◆ Selected excerpt
════════
Accordingly, on the issues of disclosure, I have relied on the submission made by Ms Hassell Hart and I have referred to some of them above already. I place less weight on the submissions made by the Company in seeking to actively oppose the disclosure application. For the avoidance of doubt, the disclosure sought by the Petitioner certainly passes the threshold test and whether to grant it or not depends upon the issues I have set out at the start of this part of the judgment.
As to the specific orders which I have already made, I will take each one in the order set out in the draft order of the Petitioner, grouping some of them together where convenient and add a few additional matters beyond what I have set out above relating to the disclosure orders I have made.
════════
◆ Information shown
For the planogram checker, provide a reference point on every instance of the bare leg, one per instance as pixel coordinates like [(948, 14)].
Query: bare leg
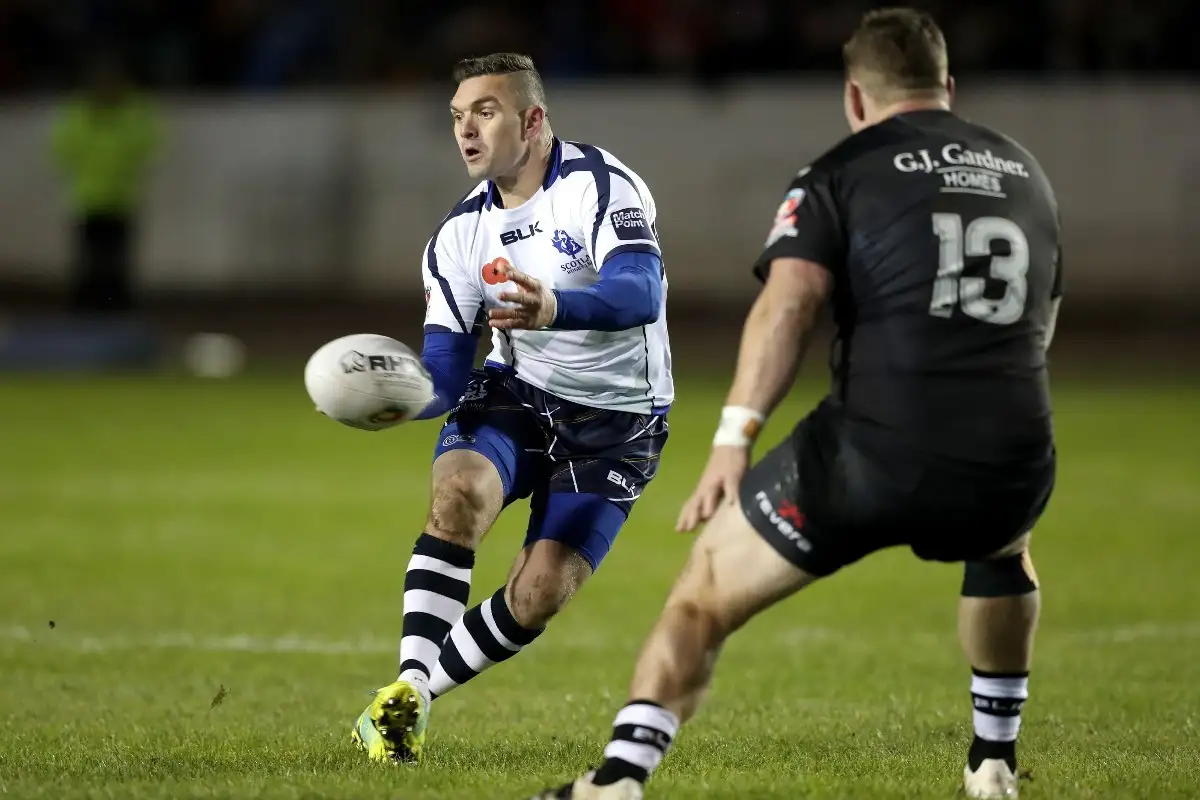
[(544, 577), (731, 575)]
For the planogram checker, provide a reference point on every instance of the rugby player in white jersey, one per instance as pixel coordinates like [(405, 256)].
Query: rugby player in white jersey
[(557, 253)]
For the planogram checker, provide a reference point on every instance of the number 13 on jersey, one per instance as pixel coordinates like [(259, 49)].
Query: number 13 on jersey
[(976, 241)]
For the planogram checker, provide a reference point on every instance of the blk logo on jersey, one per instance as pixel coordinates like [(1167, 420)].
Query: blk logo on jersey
[(520, 234), (565, 245), (630, 224), (492, 274)]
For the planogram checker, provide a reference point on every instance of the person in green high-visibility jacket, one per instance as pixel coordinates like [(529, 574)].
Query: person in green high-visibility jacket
[(102, 142)]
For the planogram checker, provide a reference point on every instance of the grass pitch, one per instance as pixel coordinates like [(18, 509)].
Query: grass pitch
[(199, 582)]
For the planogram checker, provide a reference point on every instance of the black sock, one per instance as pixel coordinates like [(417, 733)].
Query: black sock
[(997, 699)]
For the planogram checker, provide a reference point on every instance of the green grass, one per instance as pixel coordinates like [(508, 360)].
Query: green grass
[(186, 536)]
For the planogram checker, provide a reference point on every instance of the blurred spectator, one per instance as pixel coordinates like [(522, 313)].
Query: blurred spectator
[(102, 142), (271, 44)]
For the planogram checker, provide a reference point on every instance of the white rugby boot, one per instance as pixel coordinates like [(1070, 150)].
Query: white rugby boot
[(585, 789), (993, 781)]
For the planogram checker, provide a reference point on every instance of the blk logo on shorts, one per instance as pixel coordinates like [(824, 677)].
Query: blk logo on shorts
[(787, 519)]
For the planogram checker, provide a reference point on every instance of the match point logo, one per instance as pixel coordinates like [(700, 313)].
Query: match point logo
[(492, 274)]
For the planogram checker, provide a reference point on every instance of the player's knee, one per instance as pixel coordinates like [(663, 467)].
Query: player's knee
[(695, 599), (462, 507), (1002, 577), (537, 596)]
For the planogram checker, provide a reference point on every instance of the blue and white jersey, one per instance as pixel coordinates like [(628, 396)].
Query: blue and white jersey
[(589, 208)]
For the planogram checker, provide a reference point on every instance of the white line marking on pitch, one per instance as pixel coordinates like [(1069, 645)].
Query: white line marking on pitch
[(21, 635)]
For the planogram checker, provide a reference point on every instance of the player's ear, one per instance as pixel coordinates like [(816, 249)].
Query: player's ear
[(533, 122), (856, 113)]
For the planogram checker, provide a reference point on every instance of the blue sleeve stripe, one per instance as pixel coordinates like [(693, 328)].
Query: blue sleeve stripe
[(633, 248), (593, 162), (621, 173), (556, 164), (467, 205)]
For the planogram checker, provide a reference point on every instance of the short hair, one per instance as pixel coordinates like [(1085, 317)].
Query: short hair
[(898, 52), (525, 74)]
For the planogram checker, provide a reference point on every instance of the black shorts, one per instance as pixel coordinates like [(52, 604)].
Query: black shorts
[(833, 492)]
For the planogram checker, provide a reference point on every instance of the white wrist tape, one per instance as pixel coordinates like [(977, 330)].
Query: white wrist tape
[(739, 427)]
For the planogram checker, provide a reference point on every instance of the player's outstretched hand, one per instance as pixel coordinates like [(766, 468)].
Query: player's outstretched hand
[(535, 304), (719, 483)]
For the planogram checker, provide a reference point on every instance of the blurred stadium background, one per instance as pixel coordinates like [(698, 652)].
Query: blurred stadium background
[(189, 535)]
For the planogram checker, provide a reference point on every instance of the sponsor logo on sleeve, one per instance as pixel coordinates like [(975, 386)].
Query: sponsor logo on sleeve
[(630, 224), (785, 217)]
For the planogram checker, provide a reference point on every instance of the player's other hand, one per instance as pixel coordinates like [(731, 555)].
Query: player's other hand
[(718, 485), (534, 308)]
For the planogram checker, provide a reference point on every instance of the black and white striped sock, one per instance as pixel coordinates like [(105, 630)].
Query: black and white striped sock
[(641, 735), (437, 587), (485, 636), (997, 699)]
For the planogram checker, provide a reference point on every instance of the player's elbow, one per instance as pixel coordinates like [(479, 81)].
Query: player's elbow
[(651, 301), (795, 292)]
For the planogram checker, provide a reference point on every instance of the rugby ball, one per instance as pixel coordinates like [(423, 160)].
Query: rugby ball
[(367, 382)]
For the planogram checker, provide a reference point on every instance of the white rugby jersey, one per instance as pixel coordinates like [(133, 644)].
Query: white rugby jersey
[(589, 208)]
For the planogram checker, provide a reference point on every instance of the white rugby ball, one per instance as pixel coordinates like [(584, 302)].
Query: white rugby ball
[(367, 382)]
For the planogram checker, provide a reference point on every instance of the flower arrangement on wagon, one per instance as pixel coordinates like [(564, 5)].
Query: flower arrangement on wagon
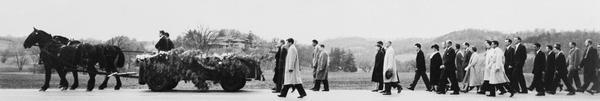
[(162, 71)]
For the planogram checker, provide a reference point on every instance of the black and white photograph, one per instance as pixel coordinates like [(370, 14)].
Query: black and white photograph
[(299, 50)]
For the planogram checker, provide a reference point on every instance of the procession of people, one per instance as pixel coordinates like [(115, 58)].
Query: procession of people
[(460, 68)]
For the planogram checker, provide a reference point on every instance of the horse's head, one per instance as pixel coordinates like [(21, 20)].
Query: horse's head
[(36, 37), (61, 39)]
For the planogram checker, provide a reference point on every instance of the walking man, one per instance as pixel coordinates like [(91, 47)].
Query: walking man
[(378, 67), (292, 71), (550, 70), (590, 65), (390, 71), (538, 71), (315, 57), (519, 57), (322, 64), (573, 60), (421, 71), (279, 66), (561, 67), (448, 71)]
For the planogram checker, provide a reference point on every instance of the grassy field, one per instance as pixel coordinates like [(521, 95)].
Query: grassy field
[(337, 80)]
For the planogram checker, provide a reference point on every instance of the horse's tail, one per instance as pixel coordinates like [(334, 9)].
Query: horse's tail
[(120, 58)]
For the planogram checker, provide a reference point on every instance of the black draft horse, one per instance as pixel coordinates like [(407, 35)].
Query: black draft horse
[(63, 55), (50, 50), (108, 57)]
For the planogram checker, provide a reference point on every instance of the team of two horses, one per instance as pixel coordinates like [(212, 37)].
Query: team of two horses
[(64, 55)]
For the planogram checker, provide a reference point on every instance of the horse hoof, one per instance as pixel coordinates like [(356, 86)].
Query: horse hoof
[(73, 87), (101, 87)]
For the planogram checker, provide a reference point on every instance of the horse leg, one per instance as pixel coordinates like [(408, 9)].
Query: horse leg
[(118, 86), (64, 84), (103, 85), (92, 81), (47, 77), (76, 81)]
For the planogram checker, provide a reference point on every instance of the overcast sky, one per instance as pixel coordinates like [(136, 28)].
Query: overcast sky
[(301, 19)]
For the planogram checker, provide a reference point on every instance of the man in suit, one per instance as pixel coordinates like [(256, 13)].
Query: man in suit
[(561, 67), (421, 71), (435, 61), (596, 86), (315, 57), (164, 44), (590, 65), (518, 58), (448, 70), (573, 60), (460, 63), (377, 75), (292, 78), (538, 71), (550, 70), (279, 67), (321, 72), (468, 52), (508, 54)]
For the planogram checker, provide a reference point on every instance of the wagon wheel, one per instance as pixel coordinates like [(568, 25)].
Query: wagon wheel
[(235, 82), (159, 83)]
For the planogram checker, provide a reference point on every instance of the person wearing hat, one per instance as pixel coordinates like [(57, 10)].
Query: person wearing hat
[(292, 78), (421, 71), (164, 44), (377, 75), (448, 71), (390, 71), (561, 68), (435, 61)]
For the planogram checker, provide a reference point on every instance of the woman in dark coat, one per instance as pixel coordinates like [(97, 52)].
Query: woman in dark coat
[(378, 67), (164, 44), (279, 67), (435, 63)]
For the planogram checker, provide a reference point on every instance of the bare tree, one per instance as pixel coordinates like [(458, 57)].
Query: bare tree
[(5, 53), (200, 38)]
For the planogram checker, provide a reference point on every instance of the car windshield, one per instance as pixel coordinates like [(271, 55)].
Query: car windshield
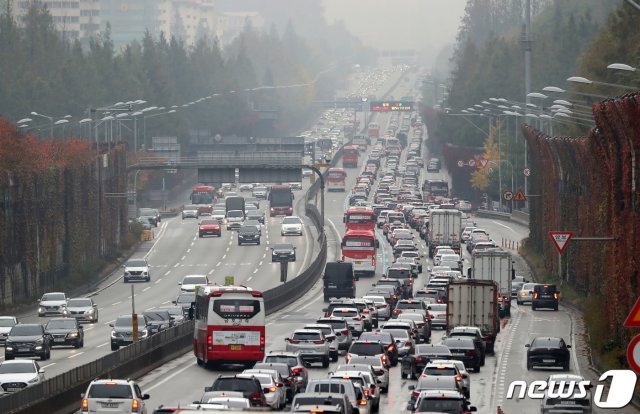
[(61, 324), (110, 390), (53, 296), (26, 330), (157, 315), (289, 360), (17, 368), (194, 280), (7, 322), (79, 303)]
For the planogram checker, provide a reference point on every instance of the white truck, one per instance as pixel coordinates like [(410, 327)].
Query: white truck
[(474, 303), (444, 229), (495, 265)]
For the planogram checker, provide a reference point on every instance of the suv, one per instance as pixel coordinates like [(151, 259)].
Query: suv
[(136, 269), (312, 345), (113, 395), (65, 331), (27, 340), (249, 386), (52, 303), (545, 296), (283, 252), (122, 332), (248, 234)]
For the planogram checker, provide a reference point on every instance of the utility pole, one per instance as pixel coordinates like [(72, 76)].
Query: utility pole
[(527, 80)]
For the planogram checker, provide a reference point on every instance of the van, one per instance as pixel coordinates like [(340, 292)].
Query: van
[(339, 280)]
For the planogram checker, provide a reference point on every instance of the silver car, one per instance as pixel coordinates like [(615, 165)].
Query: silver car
[(83, 309), (526, 293), (52, 303), (311, 344)]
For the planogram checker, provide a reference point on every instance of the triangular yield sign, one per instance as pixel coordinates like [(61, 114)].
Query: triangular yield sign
[(519, 196), (560, 239), (633, 319)]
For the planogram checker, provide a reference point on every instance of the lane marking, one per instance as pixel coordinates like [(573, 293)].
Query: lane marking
[(75, 355)]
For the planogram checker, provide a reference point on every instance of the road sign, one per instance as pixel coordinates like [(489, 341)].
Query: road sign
[(520, 196), (560, 239), (633, 319), (633, 353)]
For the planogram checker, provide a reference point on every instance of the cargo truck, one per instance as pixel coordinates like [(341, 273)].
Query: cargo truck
[(444, 230), (495, 265), (474, 303)]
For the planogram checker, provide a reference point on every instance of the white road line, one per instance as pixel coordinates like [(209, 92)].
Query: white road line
[(75, 355), (169, 377)]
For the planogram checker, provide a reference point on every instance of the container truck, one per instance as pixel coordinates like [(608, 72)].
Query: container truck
[(444, 230), (495, 265), (474, 303)]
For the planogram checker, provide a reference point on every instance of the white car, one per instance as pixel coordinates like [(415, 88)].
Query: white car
[(6, 323), (52, 303), (136, 269), (18, 374), (291, 225), (190, 282)]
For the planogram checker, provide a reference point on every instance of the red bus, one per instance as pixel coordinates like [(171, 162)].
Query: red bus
[(229, 325), (358, 218), (280, 200), (350, 156), (373, 130), (359, 247), (336, 179), (204, 196)]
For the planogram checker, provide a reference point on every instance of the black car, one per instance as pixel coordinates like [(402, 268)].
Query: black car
[(283, 252), (65, 332), (122, 332), (249, 387), (465, 350), (248, 234), (29, 339), (413, 364), (548, 352), (158, 320), (545, 296)]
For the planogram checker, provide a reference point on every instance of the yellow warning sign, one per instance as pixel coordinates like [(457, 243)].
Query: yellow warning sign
[(519, 196)]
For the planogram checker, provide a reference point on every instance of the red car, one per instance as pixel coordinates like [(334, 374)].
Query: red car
[(209, 227)]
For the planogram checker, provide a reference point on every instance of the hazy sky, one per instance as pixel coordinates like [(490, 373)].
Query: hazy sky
[(423, 25)]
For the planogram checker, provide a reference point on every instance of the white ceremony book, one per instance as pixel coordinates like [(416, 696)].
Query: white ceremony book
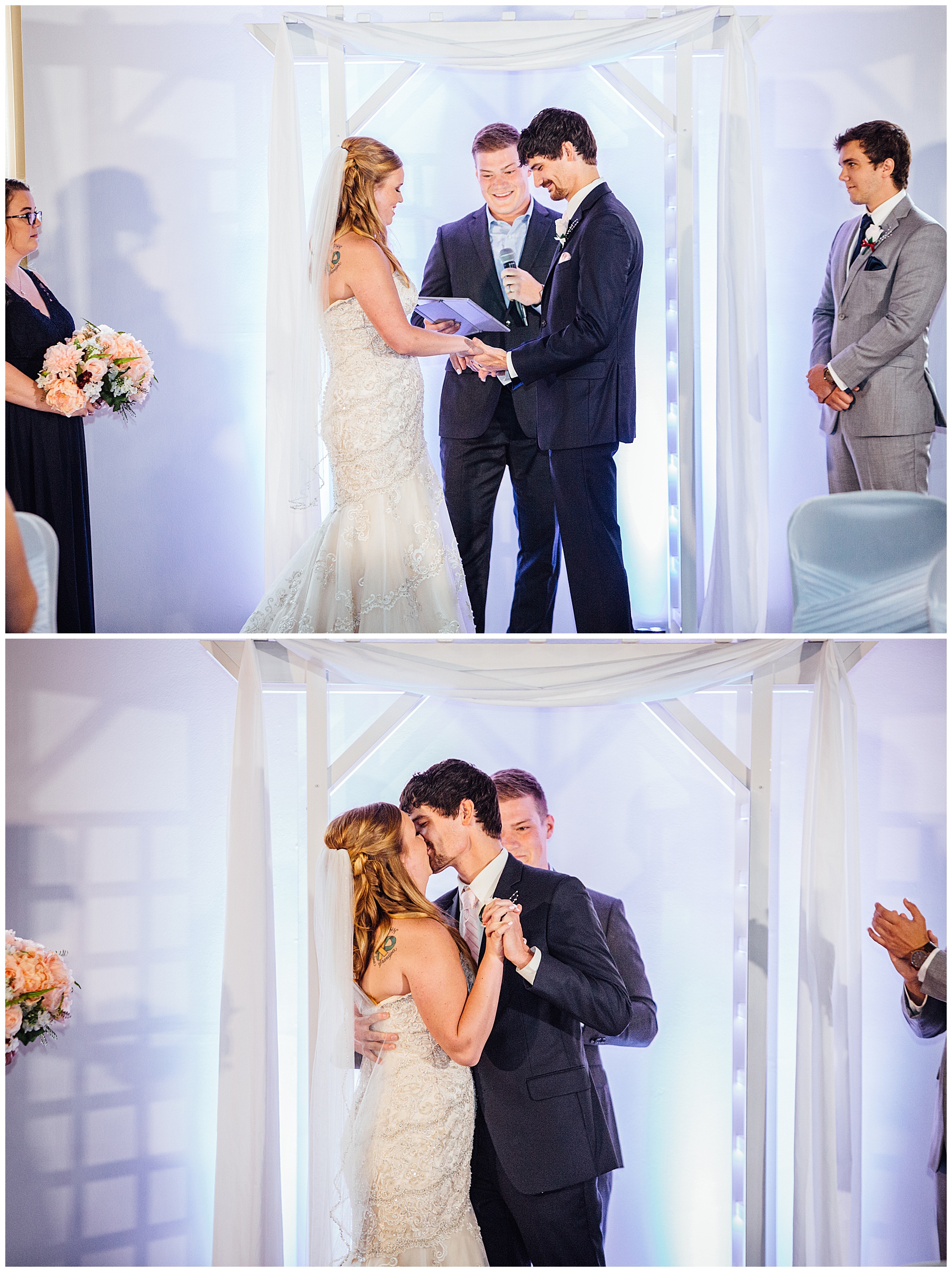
════════
◆ Written instruction A
In the judgment excerpt, whose submission does the judge say was relied on for the disclosure issues?
◆ Written instruction B
Using the judgment excerpt, decide whether each statement agrees with it: (i) The judge gives the Company's submissions more weight than those opposing it. (ii) The disclosure the Petitioner seeks passes the threshold test. (iii) The judge takes the orders in the sequence of the Company's draft order.
The material after the judgment excerpt stands apart from it.

◆ Expected answer A
Ms Hassell Hart's submission.

◆ Expected answer B
(i) No: "I place less weight on the submissions made by the Company"
(ii) Yes: "the disclosure sought by the Petitioner certainly passes the threshold test"
(iii) No: "in the order set out in the draft order of the Petitioner"